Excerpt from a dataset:
§ §

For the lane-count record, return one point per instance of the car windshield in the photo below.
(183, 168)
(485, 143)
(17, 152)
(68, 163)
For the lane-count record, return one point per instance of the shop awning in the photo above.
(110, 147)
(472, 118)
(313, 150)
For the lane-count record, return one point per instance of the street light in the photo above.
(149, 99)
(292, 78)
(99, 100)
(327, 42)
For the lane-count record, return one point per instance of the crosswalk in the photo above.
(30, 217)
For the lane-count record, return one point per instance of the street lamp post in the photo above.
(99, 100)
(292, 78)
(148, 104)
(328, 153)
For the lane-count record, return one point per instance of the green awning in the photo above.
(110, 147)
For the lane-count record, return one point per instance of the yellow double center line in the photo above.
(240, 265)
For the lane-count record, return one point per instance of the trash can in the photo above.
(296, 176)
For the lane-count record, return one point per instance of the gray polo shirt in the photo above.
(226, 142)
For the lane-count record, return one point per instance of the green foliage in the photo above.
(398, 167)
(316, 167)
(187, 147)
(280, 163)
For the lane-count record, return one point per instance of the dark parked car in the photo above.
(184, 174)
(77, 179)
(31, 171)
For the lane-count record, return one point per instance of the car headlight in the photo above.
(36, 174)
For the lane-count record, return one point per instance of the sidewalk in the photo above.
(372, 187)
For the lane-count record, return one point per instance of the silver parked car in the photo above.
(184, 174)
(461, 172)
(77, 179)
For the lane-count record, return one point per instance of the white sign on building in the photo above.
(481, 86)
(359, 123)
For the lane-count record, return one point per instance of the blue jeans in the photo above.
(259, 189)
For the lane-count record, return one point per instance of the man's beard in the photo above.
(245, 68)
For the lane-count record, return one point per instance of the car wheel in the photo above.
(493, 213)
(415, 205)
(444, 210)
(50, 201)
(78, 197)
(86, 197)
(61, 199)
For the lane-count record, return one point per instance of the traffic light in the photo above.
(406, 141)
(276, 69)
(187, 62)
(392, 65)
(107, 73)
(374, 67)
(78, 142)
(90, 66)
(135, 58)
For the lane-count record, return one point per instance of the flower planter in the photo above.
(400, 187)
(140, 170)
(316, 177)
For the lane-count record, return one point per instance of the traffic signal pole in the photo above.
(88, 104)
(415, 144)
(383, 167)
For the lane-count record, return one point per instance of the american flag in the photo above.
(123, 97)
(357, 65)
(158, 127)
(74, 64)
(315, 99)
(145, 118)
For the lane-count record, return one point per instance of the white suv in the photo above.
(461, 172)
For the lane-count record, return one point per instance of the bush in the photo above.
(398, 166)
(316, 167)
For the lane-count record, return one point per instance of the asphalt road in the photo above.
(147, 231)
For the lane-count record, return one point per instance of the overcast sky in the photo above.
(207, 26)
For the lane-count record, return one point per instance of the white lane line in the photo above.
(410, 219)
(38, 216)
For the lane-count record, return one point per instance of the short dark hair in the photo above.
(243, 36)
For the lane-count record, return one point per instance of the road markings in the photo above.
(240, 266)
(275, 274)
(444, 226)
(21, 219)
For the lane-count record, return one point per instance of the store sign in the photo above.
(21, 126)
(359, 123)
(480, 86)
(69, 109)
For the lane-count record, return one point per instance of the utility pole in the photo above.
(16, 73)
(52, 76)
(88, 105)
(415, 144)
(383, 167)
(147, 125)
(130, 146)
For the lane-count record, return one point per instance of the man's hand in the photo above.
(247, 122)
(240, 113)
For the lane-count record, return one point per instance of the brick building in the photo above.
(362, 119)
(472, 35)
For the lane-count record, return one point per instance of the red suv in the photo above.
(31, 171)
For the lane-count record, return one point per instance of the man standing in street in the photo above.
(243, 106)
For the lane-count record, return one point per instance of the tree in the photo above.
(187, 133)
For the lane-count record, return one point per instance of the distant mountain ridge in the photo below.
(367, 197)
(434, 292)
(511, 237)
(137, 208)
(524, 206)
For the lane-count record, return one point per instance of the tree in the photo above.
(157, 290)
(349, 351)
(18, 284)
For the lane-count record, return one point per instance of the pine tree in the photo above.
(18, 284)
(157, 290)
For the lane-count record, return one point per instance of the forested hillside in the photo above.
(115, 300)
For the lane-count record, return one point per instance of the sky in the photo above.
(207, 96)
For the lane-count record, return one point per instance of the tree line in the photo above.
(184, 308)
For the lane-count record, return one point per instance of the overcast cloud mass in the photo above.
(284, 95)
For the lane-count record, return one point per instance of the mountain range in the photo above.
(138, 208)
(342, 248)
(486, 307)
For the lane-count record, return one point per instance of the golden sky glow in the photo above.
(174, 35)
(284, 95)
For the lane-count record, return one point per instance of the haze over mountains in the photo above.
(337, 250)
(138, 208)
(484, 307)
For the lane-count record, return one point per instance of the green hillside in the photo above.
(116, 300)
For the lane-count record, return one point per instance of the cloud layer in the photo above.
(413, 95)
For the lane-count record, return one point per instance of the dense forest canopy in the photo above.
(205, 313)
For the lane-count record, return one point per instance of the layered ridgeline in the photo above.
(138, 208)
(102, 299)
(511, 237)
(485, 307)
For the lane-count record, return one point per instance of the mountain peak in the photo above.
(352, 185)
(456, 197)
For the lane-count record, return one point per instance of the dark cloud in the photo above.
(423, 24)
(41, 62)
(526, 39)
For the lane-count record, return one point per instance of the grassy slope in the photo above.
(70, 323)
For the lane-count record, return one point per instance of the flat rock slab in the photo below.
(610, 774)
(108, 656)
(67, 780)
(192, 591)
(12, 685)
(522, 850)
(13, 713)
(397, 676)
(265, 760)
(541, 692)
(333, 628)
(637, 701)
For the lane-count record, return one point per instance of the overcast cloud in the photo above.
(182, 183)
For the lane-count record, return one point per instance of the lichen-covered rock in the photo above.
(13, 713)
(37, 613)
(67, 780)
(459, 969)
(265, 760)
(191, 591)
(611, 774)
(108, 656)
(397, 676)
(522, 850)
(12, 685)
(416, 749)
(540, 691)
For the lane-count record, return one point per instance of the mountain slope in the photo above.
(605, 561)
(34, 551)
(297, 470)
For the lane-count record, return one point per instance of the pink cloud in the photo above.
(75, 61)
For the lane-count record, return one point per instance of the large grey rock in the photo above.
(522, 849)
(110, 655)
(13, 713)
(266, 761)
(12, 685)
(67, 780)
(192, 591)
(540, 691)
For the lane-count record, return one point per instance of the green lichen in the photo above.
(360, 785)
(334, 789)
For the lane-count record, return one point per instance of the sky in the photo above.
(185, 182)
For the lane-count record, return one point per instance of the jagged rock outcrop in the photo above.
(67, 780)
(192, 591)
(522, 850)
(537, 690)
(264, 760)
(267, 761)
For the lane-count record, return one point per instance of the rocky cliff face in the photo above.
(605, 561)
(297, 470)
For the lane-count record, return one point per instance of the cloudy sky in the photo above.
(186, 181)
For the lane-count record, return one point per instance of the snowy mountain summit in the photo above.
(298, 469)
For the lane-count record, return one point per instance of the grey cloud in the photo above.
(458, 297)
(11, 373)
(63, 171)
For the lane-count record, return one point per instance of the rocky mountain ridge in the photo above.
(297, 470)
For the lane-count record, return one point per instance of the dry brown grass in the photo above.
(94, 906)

§ §

Set out exactly the run of lines that begins at the line holding "lichen in the photo above." and ends at the last line of the data.

For the lane-count record, return one point per instance of the green lichen in the photo above.
(360, 785)
(334, 789)
For the lane-count record, return one point per instance of the sky in the photo above.
(185, 182)
For the lane-count record, return one point per instance of the jagged rock outcrop in the photo above.
(67, 780)
(192, 591)
(522, 850)
(537, 690)
(264, 760)
(267, 761)
For the lane-count record, return one point per instance of the rocky cliff face in the photo above.
(605, 561)
(297, 470)
For the lane-count record, return one point per instance of the cloudy sky in the photo above.
(186, 181)
For the lane-count record, return one point per instance of the snowy mountain summit in the photo above.
(298, 469)
For the lane-count record, return one point per instance of the grey cloud in the photo above.
(458, 297)
(11, 373)
(63, 171)
For the lane-count record, return one point per instance of the rocky mountain ridge in the photo above.
(297, 470)
For the lane-count record, return one point per instance of the dry brown grass in the photo above.
(94, 906)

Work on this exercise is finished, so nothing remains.